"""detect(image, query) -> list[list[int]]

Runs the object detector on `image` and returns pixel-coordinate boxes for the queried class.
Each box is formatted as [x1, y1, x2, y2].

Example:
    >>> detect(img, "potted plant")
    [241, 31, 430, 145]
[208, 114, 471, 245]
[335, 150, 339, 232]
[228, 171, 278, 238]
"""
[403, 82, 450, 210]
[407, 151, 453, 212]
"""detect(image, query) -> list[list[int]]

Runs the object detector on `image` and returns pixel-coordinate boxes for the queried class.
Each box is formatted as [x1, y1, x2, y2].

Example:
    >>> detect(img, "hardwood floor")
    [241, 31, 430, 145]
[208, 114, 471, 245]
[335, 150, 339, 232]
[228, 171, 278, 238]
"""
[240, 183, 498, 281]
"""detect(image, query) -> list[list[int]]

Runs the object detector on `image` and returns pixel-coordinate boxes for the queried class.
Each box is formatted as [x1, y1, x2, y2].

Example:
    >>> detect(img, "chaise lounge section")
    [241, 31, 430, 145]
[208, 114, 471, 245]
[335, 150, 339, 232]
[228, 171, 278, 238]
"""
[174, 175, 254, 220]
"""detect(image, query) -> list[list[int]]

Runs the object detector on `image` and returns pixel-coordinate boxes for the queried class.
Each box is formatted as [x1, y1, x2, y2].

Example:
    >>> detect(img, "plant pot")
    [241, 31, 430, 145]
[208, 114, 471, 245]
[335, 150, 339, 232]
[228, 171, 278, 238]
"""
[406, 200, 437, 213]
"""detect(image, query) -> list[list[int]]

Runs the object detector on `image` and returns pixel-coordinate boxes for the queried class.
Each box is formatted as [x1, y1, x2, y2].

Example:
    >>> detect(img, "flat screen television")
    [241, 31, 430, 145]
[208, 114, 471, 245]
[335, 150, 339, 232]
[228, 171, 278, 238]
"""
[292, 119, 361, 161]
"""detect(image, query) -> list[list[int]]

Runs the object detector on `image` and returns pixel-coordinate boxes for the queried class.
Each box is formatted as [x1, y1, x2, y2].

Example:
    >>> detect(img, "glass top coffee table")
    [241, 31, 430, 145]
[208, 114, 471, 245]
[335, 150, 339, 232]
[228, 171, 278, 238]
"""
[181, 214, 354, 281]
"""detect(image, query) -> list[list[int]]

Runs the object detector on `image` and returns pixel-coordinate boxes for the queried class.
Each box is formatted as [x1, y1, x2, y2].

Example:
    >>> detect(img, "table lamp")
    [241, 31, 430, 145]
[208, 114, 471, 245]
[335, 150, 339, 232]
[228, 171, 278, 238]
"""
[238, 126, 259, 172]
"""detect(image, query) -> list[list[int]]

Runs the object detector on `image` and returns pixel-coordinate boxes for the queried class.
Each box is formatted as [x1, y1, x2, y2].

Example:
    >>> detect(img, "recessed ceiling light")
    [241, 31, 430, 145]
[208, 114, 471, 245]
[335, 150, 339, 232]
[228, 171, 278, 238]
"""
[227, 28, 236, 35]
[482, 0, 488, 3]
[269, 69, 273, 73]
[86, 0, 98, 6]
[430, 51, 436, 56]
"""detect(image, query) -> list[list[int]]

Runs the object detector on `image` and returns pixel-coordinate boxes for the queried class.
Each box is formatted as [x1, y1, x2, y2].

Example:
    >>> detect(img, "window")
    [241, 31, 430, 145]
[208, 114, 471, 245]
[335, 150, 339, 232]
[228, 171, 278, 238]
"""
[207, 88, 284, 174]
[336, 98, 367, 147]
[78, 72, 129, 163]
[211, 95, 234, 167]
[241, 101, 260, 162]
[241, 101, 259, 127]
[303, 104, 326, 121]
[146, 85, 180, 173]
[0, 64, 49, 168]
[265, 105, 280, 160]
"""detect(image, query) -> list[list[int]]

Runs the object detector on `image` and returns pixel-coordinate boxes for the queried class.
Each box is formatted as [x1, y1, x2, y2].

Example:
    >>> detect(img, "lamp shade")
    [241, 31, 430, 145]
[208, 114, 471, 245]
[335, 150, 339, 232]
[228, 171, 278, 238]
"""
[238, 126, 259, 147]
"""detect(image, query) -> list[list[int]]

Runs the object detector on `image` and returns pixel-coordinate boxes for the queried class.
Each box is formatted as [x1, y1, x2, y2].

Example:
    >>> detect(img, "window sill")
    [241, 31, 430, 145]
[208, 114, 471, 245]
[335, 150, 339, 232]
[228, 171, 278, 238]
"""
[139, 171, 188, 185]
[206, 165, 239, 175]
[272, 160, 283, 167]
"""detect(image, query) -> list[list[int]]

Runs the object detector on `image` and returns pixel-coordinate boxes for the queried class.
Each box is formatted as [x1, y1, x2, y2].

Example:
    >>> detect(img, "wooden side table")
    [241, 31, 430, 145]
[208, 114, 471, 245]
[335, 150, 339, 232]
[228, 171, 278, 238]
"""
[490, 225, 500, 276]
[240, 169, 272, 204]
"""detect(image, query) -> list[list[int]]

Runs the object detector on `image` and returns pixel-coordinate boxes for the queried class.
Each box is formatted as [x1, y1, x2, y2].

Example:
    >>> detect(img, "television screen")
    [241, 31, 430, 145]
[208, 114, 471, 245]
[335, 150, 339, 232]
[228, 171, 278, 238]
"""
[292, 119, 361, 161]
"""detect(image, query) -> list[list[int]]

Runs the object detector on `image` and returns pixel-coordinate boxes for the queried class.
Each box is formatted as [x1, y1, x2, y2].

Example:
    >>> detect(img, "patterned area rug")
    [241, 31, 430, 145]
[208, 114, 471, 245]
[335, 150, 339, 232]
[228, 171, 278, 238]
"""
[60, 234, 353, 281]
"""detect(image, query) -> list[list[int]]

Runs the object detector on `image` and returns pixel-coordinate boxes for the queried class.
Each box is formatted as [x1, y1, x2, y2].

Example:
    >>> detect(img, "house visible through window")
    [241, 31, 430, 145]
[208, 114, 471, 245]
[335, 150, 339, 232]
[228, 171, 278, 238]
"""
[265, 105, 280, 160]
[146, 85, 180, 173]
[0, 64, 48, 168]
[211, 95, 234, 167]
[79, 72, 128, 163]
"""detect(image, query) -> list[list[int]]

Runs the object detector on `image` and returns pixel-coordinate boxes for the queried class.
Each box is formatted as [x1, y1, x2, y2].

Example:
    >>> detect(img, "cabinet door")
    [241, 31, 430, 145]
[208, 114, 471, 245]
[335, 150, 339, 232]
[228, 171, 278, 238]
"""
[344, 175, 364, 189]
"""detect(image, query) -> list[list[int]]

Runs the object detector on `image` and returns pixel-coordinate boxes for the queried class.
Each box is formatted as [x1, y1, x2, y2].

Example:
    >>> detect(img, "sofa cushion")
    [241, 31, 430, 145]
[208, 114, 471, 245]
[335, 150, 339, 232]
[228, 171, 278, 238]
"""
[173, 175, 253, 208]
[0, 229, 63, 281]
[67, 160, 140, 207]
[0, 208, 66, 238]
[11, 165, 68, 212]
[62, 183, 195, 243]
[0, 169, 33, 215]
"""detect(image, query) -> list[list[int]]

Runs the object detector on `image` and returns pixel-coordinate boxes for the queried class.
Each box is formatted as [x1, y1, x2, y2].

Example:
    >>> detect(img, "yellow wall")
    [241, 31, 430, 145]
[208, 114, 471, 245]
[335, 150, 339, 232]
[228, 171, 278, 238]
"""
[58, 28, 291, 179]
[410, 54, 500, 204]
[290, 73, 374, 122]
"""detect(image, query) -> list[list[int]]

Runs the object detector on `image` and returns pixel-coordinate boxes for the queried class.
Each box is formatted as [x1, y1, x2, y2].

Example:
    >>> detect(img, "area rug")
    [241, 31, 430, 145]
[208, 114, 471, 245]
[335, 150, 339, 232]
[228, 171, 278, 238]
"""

*The problem*: Print out the whole of the material above exactly as it stands.

*Response to this task*:
"""detect(image, query) -> list[list[int]]

Runs the object detector on `image` and returns pixel-coordinate boxes for the queried class.
Each box is formatted as [x1, y1, x2, y2].

Example:
    >>> detect(img, "potted plant")
    [241, 31, 430, 145]
[208, 114, 471, 245]
[335, 150, 339, 232]
[228, 171, 278, 238]
"""
[403, 82, 450, 210]
[407, 151, 453, 212]
"""detect(image, query) -> list[list[int]]

Runs the object detector on `image` and returns pixel-coordinate boxes for the queried class.
Each box is formatted as [x1, y1, x2, y2].

Example:
    >>> detect(img, "hardwood floor")
    [241, 31, 430, 145]
[208, 114, 471, 245]
[335, 150, 339, 232]
[228, 171, 278, 238]
"""
[240, 183, 498, 281]
"""detect(image, query) -> list[list[int]]

Runs the object detector on `image` and returns pixel-coordinate boxes for the queried class.
Each box is formatted as [x1, y1, x2, y2].

Example:
    >>> detect(img, "chaise lounge section")
    [241, 31, 430, 145]
[208, 114, 471, 245]
[335, 150, 339, 232]
[228, 171, 278, 238]
"""
[174, 175, 254, 220]
"""detect(image, query) -> list[list[int]]

Runs the object detector on `image` and returns pixel-coordinate boxes for the queried class.
Each box is formatted as [x1, y1, x2, y2].

Example:
    >>> detect(img, "plant pot")
    [241, 31, 430, 145]
[208, 114, 471, 245]
[335, 150, 339, 232]
[228, 171, 278, 238]
"""
[406, 200, 437, 213]
"""detect(image, query) -> list[list[int]]

Runs the object detector on `image` and returns pixel-coordinate boxes for the queried class.
Each box is formatted as [x1, y1, x2, y2].

Example:
    >>> detect(img, "flat screen television")
    [241, 31, 430, 145]
[208, 114, 471, 245]
[335, 150, 339, 232]
[228, 171, 278, 238]
"""
[292, 119, 361, 161]
"""detect(image, query) -> list[list[int]]

Runs the object detector on `image` and returns pixel-coordinate boxes for the queried class.
Each box is formatted as [x1, y1, x2, y2].

Example:
    >>> detect(img, "glass top coffee table")
    [241, 31, 430, 145]
[208, 114, 471, 245]
[335, 150, 339, 232]
[228, 171, 278, 238]
"""
[181, 214, 354, 281]
"""detect(image, query) -> list[list[int]]

Runs the object detector on `image` and returns pixel-coordinate boxes for the queried class.
Each box is formatted as [x1, y1, x2, y2].

Example:
    >>> detect(img, "table lamp")
    [241, 31, 430, 145]
[208, 114, 471, 245]
[335, 150, 339, 232]
[228, 171, 278, 238]
"""
[238, 126, 259, 172]
"""detect(image, query) -> list[list[int]]

Runs the object detector on `image` and returns pixel-coordinate boxes for the queried class.
Each box is formatted as [x1, y1, x2, y2].

Example:
    >>> detect(img, "recessed ceiling light")
    [241, 31, 430, 145]
[208, 114, 471, 245]
[335, 150, 339, 232]
[228, 171, 278, 238]
"""
[227, 28, 236, 35]
[482, 0, 488, 3]
[269, 69, 273, 73]
[86, 0, 98, 6]
[430, 51, 436, 56]
"""detect(image, query) -> list[list[int]]

Runs the object detector on `image` and returns pixel-coordinate boxes for the queried class.
Each box is formatted as [x1, y1, x2, y2].

Example:
    >>> detect(img, "window")
    [241, 31, 430, 145]
[208, 114, 471, 245]
[335, 150, 339, 232]
[228, 171, 278, 238]
"""
[207, 88, 284, 174]
[336, 98, 367, 147]
[78, 72, 129, 163]
[211, 95, 234, 167]
[241, 101, 260, 162]
[241, 101, 259, 127]
[303, 104, 326, 121]
[146, 85, 180, 173]
[0, 64, 49, 168]
[265, 105, 280, 160]
"""detect(image, query) -> list[list[int]]

Runs the object detector on `image` and returns pixel-coordinate boxes for the queried class.
Each box is formatted as [x1, y1, x2, y2].

Example:
    >>> detect(img, "lamp shade")
    [241, 31, 430, 145]
[208, 114, 471, 245]
[335, 150, 339, 232]
[228, 171, 278, 238]
"""
[238, 126, 259, 147]
"""detect(image, query) -> list[list[int]]

Runs the object detector on `image` and returns pixel-coordinate boxes for the queried class.
Each box is formatted as [x1, y1, x2, y2].

Example:
    >>> detect(img, "window sill")
    [241, 31, 430, 145]
[208, 114, 471, 245]
[335, 150, 339, 232]
[228, 171, 278, 238]
"""
[139, 171, 188, 185]
[206, 165, 239, 175]
[272, 160, 283, 167]
"""detect(image, query) -> list[list[int]]

Runs the object detector on `image` and returns pixel-coordinate boxes for the queried class.
Each box is formatted as [x1, y1, x2, y2].

Example:
    >>> detect(img, "wooden side table")
    [241, 31, 430, 145]
[208, 114, 471, 245]
[335, 150, 339, 232]
[228, 171, 278, 238]
"""
[490, 225, 500, 276]
[240, 169, 272, 204]
"""detect(image, query) -> list[list[int]]

Runs the object detector on `image` and returns pixel-coordinate boxes for the queried class.
Each box is formatted as [x1, y1, x2, y2].

Example:
    >>> detect(img, "television screen")
    [241, 31, 430, 145]
[208, 114, 471, 245]
[335, 150, 339, 232]
[228, 171, 278, 238]
"""
[292, 119, 361, 161]
"""detect(image, query) -> list[list[int]]

Runs the object detector on `image` and returns pixel-coordinate boxes for the queried class.
Each box is formatted as [x1, y1, x2, y2].

Example:
    >>> detect(img, "patterned area rug")
    [241, 31, 430, 145]
[208, 114, 471, 245]
[335, 150, 339, 232]
[228, 171, 278, 238]
"""
[60, 234, 353, 281]
"""detect(image, query) -> list[list[int]]

Runs the object detector on `image` and returns pixel-coordinate boxes for the queried class.
Each box is formatted as [x1, y1, x2, y2].

Example:
    >>> detect(img, "house visible through window")
    [241, 31, 430, 145]
[208, 114, 471, 245]
[335, 150, 339, 232]
[228, 171, 278, 238]
"""
[265, 105, 280, 160]
[146, 85, 180, 173]
[0, 64, 48, 168]
[211, 95, 234, 167]
[79, 72, 128, 163]
"""detect(image, query) -> list[list[int]]

Runs the object detector on `image` and returns pixel-coordinate boxes for the queried class.
Each box is formatted as [x1, y1, x2, y2].

Example:
    >>> detect(img, "cabinet door")
    [241, 31, 430, 145]
[208, 114, 471, 245]
[335, 150, 339, 232]
[228, 171, 278, 238]
"""
[344, 175, 364, 189]
"""detect(image, query) -> list[list[int]]

Runs the object detector on `image` and returns pixel-coordinate boxes for the queried class.
Each box is formatted as [x1, y1, x2, y2].

Example:
    >>> detect(img, "sofa cushion")
    [241, 31, 430, 145]
[208, 114, 471, 245]
[335, 150, 339, 232]
[228, 171, 278, 238]
"""
[173, 175, 253, 208]
[0, 229, 63, 281]
[67, 160, 140, 207]
[0, 208, 66, 238]
[11, 165, 68, 212]
[62, 183, 195, 243]
[0, 169, 33, 215]
"""detect(image, query) -> list[list[int]]

Runs the object detector on `image` and returns pixel-coordinate boxes for the queried class.
Each box is formatted as [x1, y1, x2, y2].

Example:
    >>> detect(img, "yellow wall")
    [241, 31, 430, 145]
[208, 114, 471, 245]
[335, 150, 339, 232]
[228, 171, 278, 238]
"""
[58, 28, 291, 179]
[410, 54, 500, 204]
[290, 73, 374, 122]
"""detect(image, query) -> list[list[int]]

Runs the object detector on `image` and returns pixel-coordinate boxes for the queried class.
Each box is formatted as [x1, y1, x2, y2].

Example:
    >>> detect(img, "area rug")
    [241, 31, 430, 145]
[208, 114, 471, 245]
[335, 150, 339, 232]
[228, 171, 278, 238]
"""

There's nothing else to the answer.